27 апреля 1918 года, Финляндия, Ваммельсу:

«Гибель великодержавной России так грандиозна и неожиданна, что никто в нее по-настоящему еще не верит: ни немцы, ни даже сама Россия; будто дурной сон, который вот-вот кончится пробуждением. Колосс, у которого так трудно было оттягать какой-нибудь Порт-Артуришко, валяется на земле и без сопротивления (какое сопротивление у трупа!) отдает всякому желающему кошелек, одежу, наперсный крест, какие-то ладанки, зашитые на шее. Что-то берег при жизни, что-то копил и прятал в голенище или под рубаху — теперь все открыто, бери каждый. Флот, крепости, целые земли и города, Киевы и Одессы. И все в крови, за что ни хватись, липнут красные руки… Думал я о том — в бессонницы — какого наказания заслуживает Ленин. И нашел: нет такого наказания, которое могло бы искупить меру его вины. Для мелкого „героя“ или преступника есть Георгий или каторга, расстрел, есть двугривенный и арестантские роты — но для такого? Для Иуды человечество придумало угрызения совести и самоубийство — ну а если у Иуды нет совести? Что вообще делать с Иудой, у которого нет совести? Есть совесть умная, и есть совесть глупая. И люди глупой совести, подобно Горькому, не усмотрели в своем пораженчестве одного обстоятельства. Когда русские солдаты и офицеры отправлялись на войну, они были связаны с остальной Россией как бы некоей смертной клятвой: мы, идущие, умрем, но вы, оставшиеся, будете продолжать наше дело. И когда они, борясь до последнего, умирали, они в смерть уносили уверенность, что оставшиеся будут продолжать; и только эта уверенность давала им силу защищаться, бороться и умирать. И передумывать оставшиеся не имеют уже права, ибо клятва дана мертвому. Только он мог бы освободить от клятвы, но он — мертв»[196].

**ИСХОДНЫЕ СТРОКИ**
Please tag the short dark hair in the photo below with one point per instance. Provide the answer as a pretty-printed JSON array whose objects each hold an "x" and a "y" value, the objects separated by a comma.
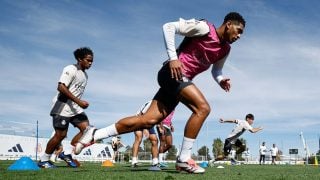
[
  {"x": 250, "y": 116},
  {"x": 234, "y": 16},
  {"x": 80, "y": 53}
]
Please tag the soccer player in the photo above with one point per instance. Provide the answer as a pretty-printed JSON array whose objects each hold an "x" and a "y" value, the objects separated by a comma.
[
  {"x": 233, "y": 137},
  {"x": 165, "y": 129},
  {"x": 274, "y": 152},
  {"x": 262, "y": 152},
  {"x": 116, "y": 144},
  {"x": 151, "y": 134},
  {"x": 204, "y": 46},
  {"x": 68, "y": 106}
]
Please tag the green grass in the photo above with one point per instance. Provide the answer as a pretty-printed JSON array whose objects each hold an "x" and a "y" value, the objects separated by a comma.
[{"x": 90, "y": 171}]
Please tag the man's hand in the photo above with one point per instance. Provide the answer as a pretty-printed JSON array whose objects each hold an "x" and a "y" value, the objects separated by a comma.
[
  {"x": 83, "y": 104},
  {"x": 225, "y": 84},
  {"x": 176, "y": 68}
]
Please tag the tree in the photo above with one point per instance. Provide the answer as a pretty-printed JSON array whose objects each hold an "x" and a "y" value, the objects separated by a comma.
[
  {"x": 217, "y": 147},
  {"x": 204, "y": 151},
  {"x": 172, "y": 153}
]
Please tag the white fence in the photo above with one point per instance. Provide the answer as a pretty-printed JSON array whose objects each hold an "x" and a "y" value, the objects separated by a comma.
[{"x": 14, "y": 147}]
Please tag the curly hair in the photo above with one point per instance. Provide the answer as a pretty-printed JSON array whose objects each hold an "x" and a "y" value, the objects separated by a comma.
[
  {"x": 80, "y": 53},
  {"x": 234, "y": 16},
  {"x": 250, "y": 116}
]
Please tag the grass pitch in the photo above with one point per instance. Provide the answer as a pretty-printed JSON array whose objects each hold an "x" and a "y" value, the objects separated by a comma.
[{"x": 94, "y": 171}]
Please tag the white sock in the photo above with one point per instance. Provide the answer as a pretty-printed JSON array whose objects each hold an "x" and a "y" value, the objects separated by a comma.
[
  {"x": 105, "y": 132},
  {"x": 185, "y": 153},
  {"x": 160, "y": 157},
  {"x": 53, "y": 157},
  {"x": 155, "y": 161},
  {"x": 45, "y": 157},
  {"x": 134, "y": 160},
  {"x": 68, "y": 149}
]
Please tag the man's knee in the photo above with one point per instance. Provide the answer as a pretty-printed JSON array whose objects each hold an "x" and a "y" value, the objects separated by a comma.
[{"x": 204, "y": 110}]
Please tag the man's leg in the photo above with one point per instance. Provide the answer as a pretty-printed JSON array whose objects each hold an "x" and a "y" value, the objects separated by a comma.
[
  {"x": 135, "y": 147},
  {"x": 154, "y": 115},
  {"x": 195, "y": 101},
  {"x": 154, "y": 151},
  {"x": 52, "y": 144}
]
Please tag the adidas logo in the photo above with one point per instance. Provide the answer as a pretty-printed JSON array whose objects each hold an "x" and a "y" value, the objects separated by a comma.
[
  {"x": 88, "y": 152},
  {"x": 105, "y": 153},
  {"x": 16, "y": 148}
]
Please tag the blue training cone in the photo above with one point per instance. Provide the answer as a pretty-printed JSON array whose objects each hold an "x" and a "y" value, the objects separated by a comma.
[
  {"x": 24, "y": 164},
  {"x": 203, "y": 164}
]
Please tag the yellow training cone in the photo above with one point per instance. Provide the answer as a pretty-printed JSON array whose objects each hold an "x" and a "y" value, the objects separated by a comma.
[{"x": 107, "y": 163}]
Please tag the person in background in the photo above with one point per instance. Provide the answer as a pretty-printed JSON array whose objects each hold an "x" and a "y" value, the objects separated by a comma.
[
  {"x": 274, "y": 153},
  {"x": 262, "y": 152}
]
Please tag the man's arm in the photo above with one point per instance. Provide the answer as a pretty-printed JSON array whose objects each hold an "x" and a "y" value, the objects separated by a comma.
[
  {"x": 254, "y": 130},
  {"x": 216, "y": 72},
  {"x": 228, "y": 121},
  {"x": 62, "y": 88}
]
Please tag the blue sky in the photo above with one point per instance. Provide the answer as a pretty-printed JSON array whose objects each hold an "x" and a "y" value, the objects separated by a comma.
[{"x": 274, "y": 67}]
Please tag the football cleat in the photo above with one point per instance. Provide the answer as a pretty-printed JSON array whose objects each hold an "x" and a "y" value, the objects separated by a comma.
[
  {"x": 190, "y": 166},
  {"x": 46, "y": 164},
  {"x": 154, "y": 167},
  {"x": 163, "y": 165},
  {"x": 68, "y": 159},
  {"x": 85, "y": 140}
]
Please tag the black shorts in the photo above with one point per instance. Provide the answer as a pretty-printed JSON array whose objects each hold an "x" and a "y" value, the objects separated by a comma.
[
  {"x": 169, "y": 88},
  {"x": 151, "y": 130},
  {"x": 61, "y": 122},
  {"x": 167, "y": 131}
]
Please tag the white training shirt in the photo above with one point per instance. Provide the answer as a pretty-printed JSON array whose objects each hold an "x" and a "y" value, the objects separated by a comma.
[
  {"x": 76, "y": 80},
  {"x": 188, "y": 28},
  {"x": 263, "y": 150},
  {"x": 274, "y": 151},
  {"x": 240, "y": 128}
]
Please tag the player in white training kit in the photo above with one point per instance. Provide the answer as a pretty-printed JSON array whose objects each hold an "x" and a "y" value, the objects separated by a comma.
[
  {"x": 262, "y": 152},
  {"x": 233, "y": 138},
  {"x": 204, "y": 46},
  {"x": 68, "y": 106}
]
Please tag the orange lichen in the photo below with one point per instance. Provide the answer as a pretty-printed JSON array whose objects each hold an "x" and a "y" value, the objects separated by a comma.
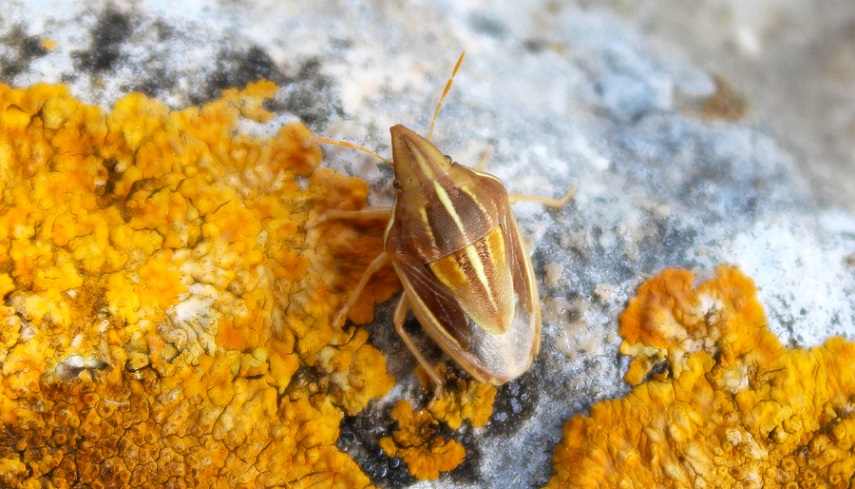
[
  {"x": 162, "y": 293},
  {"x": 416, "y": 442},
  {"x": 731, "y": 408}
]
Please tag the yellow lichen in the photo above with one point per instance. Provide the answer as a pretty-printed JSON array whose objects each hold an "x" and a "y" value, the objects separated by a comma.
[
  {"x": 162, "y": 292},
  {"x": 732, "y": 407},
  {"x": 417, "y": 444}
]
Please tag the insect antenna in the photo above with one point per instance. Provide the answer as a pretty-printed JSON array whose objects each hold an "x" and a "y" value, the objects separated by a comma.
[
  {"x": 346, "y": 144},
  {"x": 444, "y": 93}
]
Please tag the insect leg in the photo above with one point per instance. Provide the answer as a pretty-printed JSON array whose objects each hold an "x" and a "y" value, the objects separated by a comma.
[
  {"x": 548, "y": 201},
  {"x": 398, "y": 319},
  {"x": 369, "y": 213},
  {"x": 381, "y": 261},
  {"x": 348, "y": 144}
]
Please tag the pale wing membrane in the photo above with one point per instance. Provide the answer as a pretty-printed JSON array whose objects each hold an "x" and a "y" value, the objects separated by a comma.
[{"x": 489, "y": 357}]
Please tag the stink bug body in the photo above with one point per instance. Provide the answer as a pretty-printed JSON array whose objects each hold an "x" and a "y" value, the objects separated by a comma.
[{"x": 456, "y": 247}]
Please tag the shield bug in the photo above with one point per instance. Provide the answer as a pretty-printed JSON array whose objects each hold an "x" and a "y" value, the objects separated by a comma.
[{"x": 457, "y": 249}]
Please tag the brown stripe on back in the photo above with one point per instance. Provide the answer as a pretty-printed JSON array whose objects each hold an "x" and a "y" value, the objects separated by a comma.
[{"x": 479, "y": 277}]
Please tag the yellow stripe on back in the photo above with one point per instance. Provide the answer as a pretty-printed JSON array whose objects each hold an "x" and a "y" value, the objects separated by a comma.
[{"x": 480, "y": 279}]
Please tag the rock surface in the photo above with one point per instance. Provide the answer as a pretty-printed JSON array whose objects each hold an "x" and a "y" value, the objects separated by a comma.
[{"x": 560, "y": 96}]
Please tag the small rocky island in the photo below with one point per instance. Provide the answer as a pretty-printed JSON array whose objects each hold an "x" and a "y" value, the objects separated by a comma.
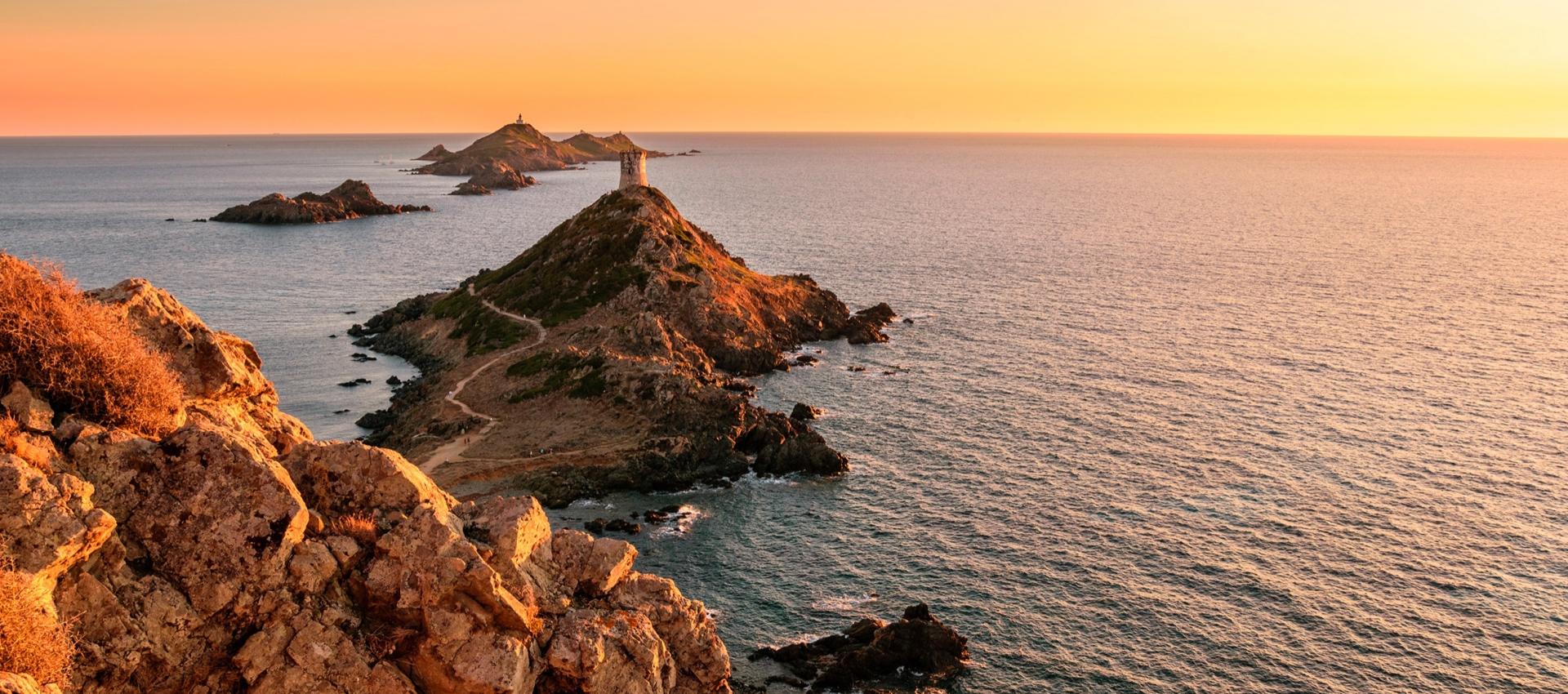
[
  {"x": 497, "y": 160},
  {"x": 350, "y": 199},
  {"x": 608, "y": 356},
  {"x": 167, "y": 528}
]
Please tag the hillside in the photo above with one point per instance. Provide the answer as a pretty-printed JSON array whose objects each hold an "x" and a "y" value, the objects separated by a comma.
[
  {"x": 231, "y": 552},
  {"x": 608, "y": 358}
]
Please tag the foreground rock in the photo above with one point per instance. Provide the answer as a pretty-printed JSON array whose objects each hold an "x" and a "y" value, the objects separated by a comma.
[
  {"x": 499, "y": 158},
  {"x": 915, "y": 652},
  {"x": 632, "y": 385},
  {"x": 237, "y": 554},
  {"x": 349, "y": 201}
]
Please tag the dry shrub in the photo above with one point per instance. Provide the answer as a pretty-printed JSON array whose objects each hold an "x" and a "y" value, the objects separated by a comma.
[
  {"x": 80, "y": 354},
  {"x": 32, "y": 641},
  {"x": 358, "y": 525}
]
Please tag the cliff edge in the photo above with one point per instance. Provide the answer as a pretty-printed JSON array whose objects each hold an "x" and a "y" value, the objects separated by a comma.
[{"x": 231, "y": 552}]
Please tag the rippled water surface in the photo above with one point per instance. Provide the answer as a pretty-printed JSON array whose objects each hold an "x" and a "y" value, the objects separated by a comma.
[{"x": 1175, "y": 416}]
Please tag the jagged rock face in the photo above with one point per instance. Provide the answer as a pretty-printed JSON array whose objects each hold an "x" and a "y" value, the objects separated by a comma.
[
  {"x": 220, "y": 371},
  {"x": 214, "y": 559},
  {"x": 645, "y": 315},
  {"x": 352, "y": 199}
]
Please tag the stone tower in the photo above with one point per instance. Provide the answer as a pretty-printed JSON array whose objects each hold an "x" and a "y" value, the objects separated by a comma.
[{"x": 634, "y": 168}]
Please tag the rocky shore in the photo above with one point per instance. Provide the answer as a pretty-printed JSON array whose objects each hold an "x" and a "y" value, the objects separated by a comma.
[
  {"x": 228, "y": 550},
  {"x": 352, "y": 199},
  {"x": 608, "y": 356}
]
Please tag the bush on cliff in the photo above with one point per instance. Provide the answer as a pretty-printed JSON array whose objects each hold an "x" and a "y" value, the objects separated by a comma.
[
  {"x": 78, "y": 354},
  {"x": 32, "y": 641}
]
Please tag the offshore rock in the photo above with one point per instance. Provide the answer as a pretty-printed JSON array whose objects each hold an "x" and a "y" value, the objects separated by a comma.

**ЗАДАНИЕ**
Что, согласно отрывку текста от 27 апреля 1918 года, человечество придумало для Иуды?

**ОТВЕТ**
Угрызения совести и самоубийство.